:: Directions for this task ::
In the forum reply about lagged features and Markov unfolding, what language and library does the writer name for implementing Markov unfolding?

Thanks for checking out the paper, Max! I’m glad to hear that it prompted some ideas for your own research . It’s very exciting to get feedback from other QS practitioners about how well techniques generalise across datasets, so thank you for all the details!
When i read about previous day sleep impact, i’ve immediately did lasso on my data, sleep time from previous night survived and resulted in increase in adjusted-rsquared from 0.24 to 0.28.
Lagging features are surprisingly powerful, but (as I mention in the paper) there’s a lot of optimisation to be done in how to incorporate information from lags >1. But features with a lag of 1 are already just an easy way to boost predictive performance (and better understand the time series). I’m glad that worked for your model, but bear in mind that you’ve also added more parameters (lowering bias and increasing variance). Are those adjusted R^2 values on a validation set?
the idea of markov unfolding and overcoming missing data is pretty interesting, i’m going to try it when my noob skill in statistics will be improved…
Much of the complexity in my paper was because I was comparing these techniques to baseline, which requires some fiddly tricks to prevent data leaking. In terms of actually implementing them, it shouldn’t be too complex. Markov unfolding is a bit conceptually complex, but the actual implementation is pretty simple (in Python with Pandas), so long as your dataframe is already in the right format:
def markov_unfolding(df: pd.DataFrame, length=7):
""" Creates `length` new features for each column, corresponding to time lag.

:: Dataset section ::
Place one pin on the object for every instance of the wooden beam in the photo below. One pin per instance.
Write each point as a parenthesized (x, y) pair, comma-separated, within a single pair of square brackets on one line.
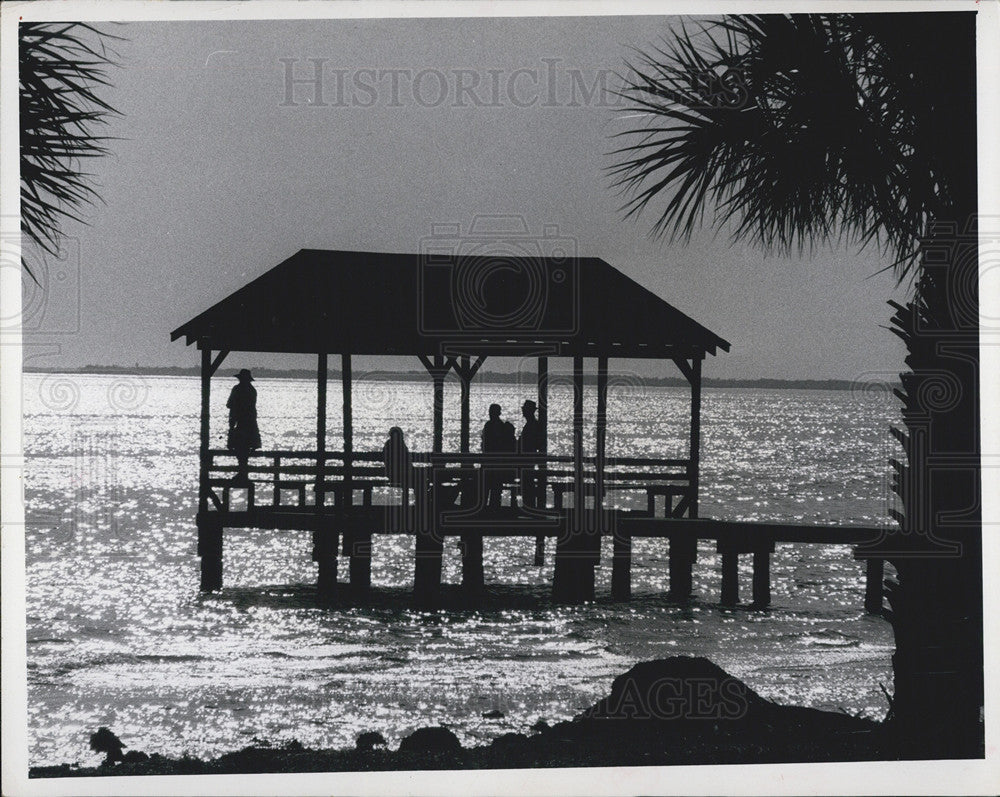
[(345, 381), (578, 431), (762, 578), (541, 489), (874, 574), (695, 446), (321, 379), (602, 431), (465, 375), (206, 390), (685, 367), (218, 361)]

:: Result ::
Python with Pandas.